_INSTRUCTION:_
Reproduce verbatim the lines of the items below, starting with the line that contains "Drone-based agricultural survey in progress. Pinpoint wooden" and continuing to the end of the items.

**** INPUT MATERIAL ****

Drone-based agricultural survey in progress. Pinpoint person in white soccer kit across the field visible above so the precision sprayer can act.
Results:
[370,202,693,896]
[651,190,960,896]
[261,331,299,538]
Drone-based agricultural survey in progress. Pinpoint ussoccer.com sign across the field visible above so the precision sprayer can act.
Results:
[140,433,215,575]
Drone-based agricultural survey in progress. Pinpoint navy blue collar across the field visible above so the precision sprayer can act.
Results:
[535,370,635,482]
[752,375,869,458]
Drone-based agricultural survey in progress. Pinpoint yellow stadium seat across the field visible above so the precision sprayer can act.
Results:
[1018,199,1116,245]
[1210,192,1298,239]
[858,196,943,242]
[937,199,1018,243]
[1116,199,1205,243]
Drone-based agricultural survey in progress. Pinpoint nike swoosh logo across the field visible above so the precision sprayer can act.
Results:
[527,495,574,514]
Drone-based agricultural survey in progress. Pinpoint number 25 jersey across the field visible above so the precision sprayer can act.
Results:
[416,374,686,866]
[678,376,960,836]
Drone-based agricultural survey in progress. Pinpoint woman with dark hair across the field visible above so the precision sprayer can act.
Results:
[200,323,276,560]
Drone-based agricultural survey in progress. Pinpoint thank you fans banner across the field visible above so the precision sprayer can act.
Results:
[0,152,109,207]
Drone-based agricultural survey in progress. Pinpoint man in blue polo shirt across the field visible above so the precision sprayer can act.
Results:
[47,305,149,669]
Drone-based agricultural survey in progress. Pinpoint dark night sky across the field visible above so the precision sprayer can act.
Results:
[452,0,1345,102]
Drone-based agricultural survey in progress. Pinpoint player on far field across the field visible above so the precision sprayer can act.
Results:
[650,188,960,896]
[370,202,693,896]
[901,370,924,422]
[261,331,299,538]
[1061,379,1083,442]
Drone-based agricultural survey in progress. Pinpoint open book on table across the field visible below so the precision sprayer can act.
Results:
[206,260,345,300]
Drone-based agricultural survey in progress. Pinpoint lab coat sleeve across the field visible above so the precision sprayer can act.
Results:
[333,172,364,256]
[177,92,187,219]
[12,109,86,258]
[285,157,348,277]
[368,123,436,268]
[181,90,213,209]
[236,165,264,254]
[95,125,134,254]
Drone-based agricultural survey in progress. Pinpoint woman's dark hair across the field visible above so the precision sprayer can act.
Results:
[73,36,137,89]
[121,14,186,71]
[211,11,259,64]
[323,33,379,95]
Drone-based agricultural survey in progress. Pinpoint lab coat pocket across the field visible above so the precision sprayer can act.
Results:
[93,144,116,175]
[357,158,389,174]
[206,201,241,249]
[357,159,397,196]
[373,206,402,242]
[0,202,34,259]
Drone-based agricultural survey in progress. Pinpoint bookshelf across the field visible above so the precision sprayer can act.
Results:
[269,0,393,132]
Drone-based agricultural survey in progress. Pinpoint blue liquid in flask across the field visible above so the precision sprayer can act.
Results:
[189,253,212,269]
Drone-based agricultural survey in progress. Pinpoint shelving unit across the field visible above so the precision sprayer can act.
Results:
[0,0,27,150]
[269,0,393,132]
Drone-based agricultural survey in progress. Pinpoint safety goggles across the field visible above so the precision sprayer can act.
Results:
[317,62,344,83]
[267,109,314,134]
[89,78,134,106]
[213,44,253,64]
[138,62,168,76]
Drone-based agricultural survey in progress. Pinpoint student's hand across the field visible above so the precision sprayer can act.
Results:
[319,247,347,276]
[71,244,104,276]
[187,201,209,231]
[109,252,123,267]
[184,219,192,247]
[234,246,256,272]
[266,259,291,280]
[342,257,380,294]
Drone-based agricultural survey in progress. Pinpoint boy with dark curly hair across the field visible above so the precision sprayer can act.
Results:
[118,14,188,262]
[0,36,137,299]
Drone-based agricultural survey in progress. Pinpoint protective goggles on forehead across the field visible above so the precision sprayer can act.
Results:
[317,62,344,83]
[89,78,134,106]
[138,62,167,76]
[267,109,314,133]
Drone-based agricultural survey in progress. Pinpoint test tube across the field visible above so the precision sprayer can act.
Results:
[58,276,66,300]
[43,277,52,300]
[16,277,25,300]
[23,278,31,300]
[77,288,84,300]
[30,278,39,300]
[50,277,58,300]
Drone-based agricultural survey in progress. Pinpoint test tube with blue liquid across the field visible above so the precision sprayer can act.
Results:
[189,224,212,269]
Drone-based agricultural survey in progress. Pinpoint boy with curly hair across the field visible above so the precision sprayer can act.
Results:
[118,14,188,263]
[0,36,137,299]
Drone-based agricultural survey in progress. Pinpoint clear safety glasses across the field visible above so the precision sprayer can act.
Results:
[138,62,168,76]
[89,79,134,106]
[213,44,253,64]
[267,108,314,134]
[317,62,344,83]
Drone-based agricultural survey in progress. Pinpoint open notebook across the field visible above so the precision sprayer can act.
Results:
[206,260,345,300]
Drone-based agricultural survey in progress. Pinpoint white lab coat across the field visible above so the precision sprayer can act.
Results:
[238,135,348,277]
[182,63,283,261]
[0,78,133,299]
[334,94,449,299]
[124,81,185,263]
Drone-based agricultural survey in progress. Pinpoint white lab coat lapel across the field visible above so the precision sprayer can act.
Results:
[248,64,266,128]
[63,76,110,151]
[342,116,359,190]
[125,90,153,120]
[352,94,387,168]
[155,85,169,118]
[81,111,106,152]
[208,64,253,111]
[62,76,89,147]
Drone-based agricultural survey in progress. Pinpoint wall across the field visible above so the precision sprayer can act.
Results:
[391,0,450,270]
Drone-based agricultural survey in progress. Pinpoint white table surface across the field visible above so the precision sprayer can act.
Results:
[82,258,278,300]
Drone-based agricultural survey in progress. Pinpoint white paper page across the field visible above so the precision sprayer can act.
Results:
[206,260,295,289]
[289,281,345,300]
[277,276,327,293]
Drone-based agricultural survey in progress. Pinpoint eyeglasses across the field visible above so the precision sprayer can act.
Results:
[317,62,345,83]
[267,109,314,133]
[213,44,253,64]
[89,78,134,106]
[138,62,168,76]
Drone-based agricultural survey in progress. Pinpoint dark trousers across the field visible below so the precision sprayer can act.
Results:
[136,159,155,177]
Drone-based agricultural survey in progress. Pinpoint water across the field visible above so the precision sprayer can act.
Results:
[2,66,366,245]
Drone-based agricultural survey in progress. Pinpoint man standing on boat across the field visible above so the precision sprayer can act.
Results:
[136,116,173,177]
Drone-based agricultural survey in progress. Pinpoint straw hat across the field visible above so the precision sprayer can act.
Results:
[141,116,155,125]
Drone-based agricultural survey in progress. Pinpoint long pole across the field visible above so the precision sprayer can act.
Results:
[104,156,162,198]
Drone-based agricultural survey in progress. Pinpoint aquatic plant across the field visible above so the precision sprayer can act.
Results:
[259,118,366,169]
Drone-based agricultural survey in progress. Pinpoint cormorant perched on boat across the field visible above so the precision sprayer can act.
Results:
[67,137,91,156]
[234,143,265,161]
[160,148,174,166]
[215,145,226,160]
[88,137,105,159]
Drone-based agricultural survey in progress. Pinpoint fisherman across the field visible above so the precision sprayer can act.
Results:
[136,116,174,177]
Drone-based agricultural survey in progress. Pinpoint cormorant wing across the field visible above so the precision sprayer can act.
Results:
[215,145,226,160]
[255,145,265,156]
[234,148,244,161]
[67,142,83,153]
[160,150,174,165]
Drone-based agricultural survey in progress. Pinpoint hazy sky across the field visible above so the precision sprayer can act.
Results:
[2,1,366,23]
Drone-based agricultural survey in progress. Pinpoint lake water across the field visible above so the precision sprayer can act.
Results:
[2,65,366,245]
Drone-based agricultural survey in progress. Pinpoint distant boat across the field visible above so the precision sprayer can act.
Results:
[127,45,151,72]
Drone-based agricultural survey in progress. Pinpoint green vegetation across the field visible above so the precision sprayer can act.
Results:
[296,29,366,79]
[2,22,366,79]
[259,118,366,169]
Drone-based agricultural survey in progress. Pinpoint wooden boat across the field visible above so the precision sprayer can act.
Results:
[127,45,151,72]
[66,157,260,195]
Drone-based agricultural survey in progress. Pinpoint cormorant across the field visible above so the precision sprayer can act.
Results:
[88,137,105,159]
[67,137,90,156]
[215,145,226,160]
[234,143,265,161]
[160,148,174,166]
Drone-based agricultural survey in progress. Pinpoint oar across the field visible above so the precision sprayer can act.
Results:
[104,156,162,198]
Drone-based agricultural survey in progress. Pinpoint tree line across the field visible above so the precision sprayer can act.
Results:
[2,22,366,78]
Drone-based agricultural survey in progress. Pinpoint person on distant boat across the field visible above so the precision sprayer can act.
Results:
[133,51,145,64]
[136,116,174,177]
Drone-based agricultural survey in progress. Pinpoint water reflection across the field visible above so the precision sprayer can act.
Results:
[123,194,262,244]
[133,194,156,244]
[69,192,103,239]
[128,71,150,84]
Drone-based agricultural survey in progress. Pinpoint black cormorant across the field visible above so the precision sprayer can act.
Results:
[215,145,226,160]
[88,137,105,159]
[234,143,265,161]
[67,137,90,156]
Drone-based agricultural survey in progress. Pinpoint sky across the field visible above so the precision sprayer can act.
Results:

****

_TASK RESULT:_
Drone-based agricultural survey in progress. Pinpoint wooden boat across the field visible above so the precision sprayer can act.
Results:
[127,45,151,72]
[66,157,260,195]
Drone-based agricultural survey in progress. Pinpoint cormorant across the field visible above so the precision sprayer can act.
Results:
[88,137,105,159]
[67,137,90,156]
[215,145,226,160]
[234,143,265,161]
[160,148,174,166]
Drone-based agricultural survey in progress. Pinpoint oar across the field visible above so the precision sprayer can act.
Results:
[104,156,162,198]
Drone-based agricultural survey in progress. Pinpoint tree line across the field visible above so the precision sprayer can act.
Results:
[2,22,366,78]
Drone-based agricultural survey in progress. Pinpoint person on distant boat across the field visible above so the precision sprayer can act.
Results:
[133,51,145,64]
[136,116,174,177]
Drone-based agricultural survey in progress. Pinpoint water reflection across the field visible above so the precision sprayer can act.
Results:
[123,194,262,244]
[133,194,156,244]
[69,192,103,239]
[128,71,150,84]
Drone-based agricultural survey in progress. Pinpoint black cormorant across the field visible above so the precision sprayer can act.
Results:
[215,145,226,160]
[88,137,105,159]
[234,143,265,161]
[67,137,90,156]
Drone-based agricultural survey in progress. Pinpoint sky across the field visible above so the precision sprayer can act.
Results:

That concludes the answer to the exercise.